Work required -> In the records below, the lines from the one with "Target: marble gravestone" through the last are to be printed exactly, and nothing else.

Provided entries ->
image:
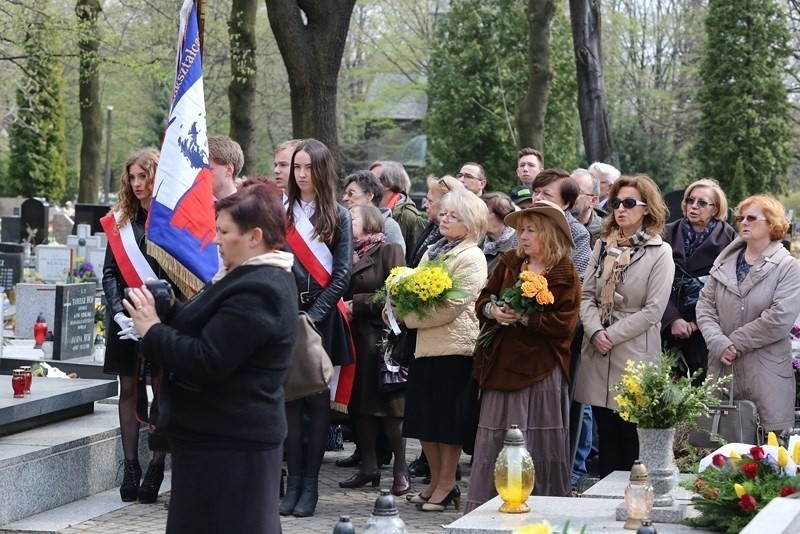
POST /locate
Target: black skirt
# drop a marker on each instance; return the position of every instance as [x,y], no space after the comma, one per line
[435,387]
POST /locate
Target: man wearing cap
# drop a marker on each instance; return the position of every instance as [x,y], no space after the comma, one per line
[530,162]
[473,176]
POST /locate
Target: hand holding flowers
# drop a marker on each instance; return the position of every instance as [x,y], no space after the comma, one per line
[528,295]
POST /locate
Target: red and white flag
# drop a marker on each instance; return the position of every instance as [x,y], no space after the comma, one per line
[181,225]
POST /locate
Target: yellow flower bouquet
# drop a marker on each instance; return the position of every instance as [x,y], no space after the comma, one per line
[420,289]
[651,396]
[528,295]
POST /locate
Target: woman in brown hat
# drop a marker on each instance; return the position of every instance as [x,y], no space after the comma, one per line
[523,372]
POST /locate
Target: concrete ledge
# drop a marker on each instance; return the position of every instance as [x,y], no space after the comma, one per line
[61,463]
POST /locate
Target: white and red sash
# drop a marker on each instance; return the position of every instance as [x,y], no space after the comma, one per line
[133,265]
[317,259]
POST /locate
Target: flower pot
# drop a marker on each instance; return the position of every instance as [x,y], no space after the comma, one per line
[655,451]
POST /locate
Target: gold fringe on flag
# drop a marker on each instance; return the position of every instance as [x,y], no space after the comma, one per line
[187,282]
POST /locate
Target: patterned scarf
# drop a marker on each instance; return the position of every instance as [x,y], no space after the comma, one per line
[490,247]
[443,246]
[362,246]
[692,239]
[618,253]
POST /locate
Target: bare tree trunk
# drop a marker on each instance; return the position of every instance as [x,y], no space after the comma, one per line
[242,89]
[592,107]
[533,108]
[87,12]
[311,37]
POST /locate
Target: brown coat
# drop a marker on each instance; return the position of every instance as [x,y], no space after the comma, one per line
[522,355]
[755,317]
[640,300]
[367,276]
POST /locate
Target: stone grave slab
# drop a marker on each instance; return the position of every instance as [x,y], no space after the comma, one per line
[51,399]
[30,300]
[596,515]
[73,324]
[62,227]
[34,221]
[53,263]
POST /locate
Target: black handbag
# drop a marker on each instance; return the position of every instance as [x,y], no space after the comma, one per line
[395,357]
[732,422]
[686,289]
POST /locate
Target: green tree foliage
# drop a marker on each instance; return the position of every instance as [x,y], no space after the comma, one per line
[745,109]
[478,75]
[38,165]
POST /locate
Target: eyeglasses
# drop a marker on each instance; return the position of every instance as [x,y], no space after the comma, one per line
[628,203]
[750,218]
[447,215]
[691,201]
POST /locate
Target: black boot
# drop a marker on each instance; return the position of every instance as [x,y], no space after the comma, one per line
[130,480]
[148,491]
[293,487]
[308,498]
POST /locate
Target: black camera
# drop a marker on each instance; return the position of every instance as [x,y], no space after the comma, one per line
[162,294]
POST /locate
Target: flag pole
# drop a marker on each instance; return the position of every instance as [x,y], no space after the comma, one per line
[201,22]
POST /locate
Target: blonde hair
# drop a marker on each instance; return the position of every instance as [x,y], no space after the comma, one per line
[657,211]
[555,245]
[717,194]
[773,211]
[127,203]
[474,213]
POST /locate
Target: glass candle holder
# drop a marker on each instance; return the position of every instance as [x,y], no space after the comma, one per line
[26,372]
[18,384]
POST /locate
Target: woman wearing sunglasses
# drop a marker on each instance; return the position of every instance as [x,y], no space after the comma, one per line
[625,291]
[746,309]
[696,240]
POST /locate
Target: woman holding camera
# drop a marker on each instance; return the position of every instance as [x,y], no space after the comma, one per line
[227,351]
[125,228]
[696,241]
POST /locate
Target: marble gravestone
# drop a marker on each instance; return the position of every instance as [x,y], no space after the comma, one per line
[34,221]
[53,263]
[10,230]
[62,227]
[73,325]
[12,257]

Exercise output ->
Target: marble gravestone
# drop a marker on each instance; return the position of every instance as [x,y], no space after the comma, one per line
[34,221]
[53,263]
[10,230]
[62,227]
[73,325]
[12,257]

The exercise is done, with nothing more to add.